> TASK TO CARRY OUT
Reproduce the rows below line for line, with no changes.

> SUPPLIED ENTRIES
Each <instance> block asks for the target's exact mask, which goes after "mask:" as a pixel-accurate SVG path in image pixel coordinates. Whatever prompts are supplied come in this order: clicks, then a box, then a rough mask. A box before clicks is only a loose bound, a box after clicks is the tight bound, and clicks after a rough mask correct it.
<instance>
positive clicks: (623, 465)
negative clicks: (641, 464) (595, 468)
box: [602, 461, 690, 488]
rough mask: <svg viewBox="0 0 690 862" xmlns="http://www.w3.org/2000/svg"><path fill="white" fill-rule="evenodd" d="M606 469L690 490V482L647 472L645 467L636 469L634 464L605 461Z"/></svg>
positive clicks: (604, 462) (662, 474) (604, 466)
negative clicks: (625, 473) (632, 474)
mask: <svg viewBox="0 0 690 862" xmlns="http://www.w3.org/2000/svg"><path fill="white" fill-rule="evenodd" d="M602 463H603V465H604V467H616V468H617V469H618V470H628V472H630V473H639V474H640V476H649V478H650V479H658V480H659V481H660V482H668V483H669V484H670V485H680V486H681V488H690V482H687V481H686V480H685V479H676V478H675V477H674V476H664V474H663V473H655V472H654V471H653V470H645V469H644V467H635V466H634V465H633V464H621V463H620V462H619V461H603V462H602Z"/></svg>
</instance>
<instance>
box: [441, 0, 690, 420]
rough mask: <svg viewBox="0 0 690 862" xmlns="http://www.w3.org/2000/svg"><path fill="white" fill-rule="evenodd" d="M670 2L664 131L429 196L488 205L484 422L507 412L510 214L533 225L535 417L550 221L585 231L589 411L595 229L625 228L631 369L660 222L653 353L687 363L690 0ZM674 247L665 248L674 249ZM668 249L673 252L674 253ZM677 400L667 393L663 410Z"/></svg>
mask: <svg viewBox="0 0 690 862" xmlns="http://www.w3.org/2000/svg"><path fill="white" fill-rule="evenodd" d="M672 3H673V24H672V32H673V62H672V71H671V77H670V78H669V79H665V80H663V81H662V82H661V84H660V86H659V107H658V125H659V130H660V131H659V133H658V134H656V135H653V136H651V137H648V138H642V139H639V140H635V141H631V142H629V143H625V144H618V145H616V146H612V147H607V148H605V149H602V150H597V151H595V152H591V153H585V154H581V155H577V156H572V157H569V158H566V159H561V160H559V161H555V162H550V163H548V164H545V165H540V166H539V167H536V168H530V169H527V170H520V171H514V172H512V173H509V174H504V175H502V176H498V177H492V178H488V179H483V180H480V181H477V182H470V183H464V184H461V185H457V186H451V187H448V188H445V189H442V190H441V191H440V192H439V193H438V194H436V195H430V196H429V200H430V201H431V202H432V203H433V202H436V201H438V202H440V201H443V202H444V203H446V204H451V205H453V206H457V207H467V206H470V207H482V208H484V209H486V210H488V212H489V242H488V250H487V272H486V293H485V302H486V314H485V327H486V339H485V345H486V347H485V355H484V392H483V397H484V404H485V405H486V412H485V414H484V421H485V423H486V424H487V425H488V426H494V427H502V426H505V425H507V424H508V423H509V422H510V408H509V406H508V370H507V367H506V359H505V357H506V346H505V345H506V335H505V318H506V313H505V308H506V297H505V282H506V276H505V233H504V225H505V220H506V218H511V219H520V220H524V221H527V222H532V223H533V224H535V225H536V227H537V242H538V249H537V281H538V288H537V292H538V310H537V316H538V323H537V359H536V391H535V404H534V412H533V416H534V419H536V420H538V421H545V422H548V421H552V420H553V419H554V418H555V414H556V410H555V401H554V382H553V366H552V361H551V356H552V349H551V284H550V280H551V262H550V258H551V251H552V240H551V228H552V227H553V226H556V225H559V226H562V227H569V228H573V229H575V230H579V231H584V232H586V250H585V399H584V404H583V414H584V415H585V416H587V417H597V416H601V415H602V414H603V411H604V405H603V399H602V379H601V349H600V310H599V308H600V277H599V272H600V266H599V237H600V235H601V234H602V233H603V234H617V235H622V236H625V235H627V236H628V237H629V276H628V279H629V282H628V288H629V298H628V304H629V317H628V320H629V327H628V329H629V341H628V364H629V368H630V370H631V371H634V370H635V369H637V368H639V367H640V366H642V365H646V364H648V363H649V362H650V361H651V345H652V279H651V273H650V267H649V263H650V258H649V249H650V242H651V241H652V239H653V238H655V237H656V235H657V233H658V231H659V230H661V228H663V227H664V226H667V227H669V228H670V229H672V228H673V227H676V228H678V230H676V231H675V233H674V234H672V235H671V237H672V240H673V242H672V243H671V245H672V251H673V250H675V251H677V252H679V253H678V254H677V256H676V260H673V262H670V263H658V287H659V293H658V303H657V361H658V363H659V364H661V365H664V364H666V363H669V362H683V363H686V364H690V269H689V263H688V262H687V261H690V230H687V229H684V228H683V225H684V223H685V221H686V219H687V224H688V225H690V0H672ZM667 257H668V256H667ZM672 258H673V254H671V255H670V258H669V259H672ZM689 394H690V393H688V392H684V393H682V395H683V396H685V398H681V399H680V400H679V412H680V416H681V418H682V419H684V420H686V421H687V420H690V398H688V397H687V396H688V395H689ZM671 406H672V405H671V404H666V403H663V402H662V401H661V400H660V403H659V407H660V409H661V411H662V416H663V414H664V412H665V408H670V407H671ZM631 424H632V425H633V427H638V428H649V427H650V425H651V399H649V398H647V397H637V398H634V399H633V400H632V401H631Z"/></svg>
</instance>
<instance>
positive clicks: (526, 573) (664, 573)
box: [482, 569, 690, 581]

> OUTPUT OF THE EXERCISE
Each <instance> block asks for the target's exact mask, which goes after "mask:" as a pixel-accurate SVG path in image pixel coordinates. Whatever prompts are supplied come in this order: clicks, then a box, then a rough mask. A box before clicks is only a loose bound, a box after clicks is the tight bound, and clicks after a rough mask correct it.
<instance>
positive clicks: (623, 465)
negative clicks: (641, 464) (595, 468)
box: [602, 461, 690, 488]
rough mask: <svg viewBox="0 0 690 862" xmlns="http://www.w3.org/2000/svg"><path fill="white" fill-rule="evenodd" d="M606 469L690 490V482L647 472L645 467L636 469L634 464L605 461Z"/></svg>
positive clicks: (604, 462) (662, 474) (604, 466)
negative clicks: (625, 473) (632, 474)
mask: <svg viewBox="0 0 690 862" xmlns="http://www.w3.org/2000/svg"><path fill="white" fill-rule="evenodd" d="M602 463H603V465H604V467H616V468H617V469H618V470H628V472H630V473H639V474H640V476H649V478H650V479H658V480H659V481H660V482H668V483H669V484H670V485H680V486H681V488H690V482H687V481H686V480H685V479H676V478H675V477H674V476H664V474H663V473H655V472H654V471H653V470H645V469H644V467H635V466H634V465H633V464H621V463H620V462H619V461H603V462H602Z"/></svg>
</instance>
<instance>
box: [441, 0, 690, 420]
rough mask: <svg viewBox="0 0 690 862" xmlns="http://www.w3.org/2000/svg"><path fill="white" fill-rule="evenodd" d="M670 2L664 131L429 196L488 205L484 422L507 412L510 214L533 225L535 417L550 221L585 231L589 411L595 229L625 228L631 369L660 222L653 353L687 363L690 0ZM674 247L665 248L674 249ZM668 249L673 252L674 253ZM677 400L667 393L663 410Z"/></svg>
mask: <svg viewBox="0 0 690 862" xmlns="http://www.w3.org/2000/svg"><path fill="white" fill-rule="evenodd" d="M672 3H673V24H672V32H673V62H672V71H671V77H670V78H669V79H665V80H663V81H662V82H661V84H660V86H659V107H658V125H659V130H660V131H659V133H658V134H656V135H653V136H651V137H648V138H642V139H639V140H635V141H631V142H629V143H625V144H618V145H616V146H612V147H607V148H605V149H602V150H597V151H595V152H591V153H585V154H581V155H577V156H572V157H569V158H566V159H561V160H559V161H555V162H550V163H548V164H545V165H540V166H539V167H536V168H530V169H527V170H520V171H514V172H512V173H509V174H504V175H502V176H498V177H492V178H488V179H483V180H480V181H477V182H470V183H464V184H461V185H457V186H451V187H448V188H445V189H442V190H441V191H440V192H439V193H438V194H436V195H430V196H429V200H430V201H431V202H432V203H433V202H436V201H438V202H440V201H443V202H444V203H446V204H451V205H453V206H457V207H467V206H470V207H482V208H484V209H486V210H488V212H489V242H488V250H487V272H486V293H485V302H486V314H485V327H486V339H485V345H486V347H485V355H484V392H483V397H484V404H485V405H486V412H485V414H484V421H485V423H486V424H487V425H488V426H494V427H502V426H505V425H507V424H508V423H509V422H510V408H509V406H508V370H507V367H506V359H505V357H506V346H505V345H506V335H505V318H506V313H505V308H506V297H505V282H506V276H505V233H504V225H505V220H506V218H511V219H520V220H524V221H527V222H532V223H533V224H535V225H536V227H537V242H538V249H537V281H538V288H537V292H538V310H537V316H538V323H537V359H536V391H535V404H534V412H533V416H534V419H536V420H538V421H545V422H548V421H552V420H553V419H554V418H555V414H556V410H555V401H554V382H553V366H552V361H551V356H552V349H551V284H550V280H551V262H550V258H551V251H552V240H551V228H552V227H553V226H556V225H559V226H562V227H569V228H573V229H575V230H579V231H584V232H586V250H585V399H584V404H583V414H584V415H585V416H587V417H597V416H601V415H602V414H603V411H604V405H603V399H602V379H601V349H600V310H599V308H600V277H599V272H600V266H599V237H600V235H601V234H602V233H603V234H617V235H622V236H625V235H627V236H628V237H629V276H628V279H629V282H628V288H629V298H628V304H629V317H628V320H629V327H628V329H629V341H628V364H629V368H630V370H631V371H634V370H635V369H637V368H639V367H640V366H642V365H646V364H648V363H649V362H650V361H651V345H652V279H651V273H650V267H649V263H650V258H649V249H650V242H651V241H652V239H653V238H655V237H656V235H657V233H658V231H659V230H661V228H663V227H664V226H667V227H669V228H670V229H672V228H673V227H676V228H678V230H676V231H675V233H674V234H672V235H671V237H672V240H673V242H672V243H671V245H672V251H673V250H675V251H677V252H679V253H678V254H677V256H676V260H673V262H670V263H658V287H659V293H658V303H657V361H658V363H659V364H661V365H664V364H666V363H669V362H683V363H686V364H690V269H689V263H688V262H687V261H690V230H687V229H684V228H683V225H684V223H685V221H686V219H687V224H688V225H690V0H672ZM667 257H668V256H667ZM672 258H673V254H671V255H670V258H669V259H672ZM689 394H690V393H688V392H684V393H682V395H683V396H685V398H681V399H680V400H679V412H680V416H681V418H682V419H684V420H686V421H687V420H690V398H688V397H687V396H688V395H689ZM671 406H672V405H671V404H666V403H663V402H662V401H661V400H660V403H659V407H660V409H661V411H662V416H663V414H664V412H665V408H670V407H671ZM631 424H632V425H633V427H638V428H649V427H650V425H651V399H649V398H647V397H637V398H634V399H633V400H632V401H631Z"/></svg>
</instance>
<instance>
positive clicks: (526, 573) (664, 573)
box: [482, 569, 690, 581]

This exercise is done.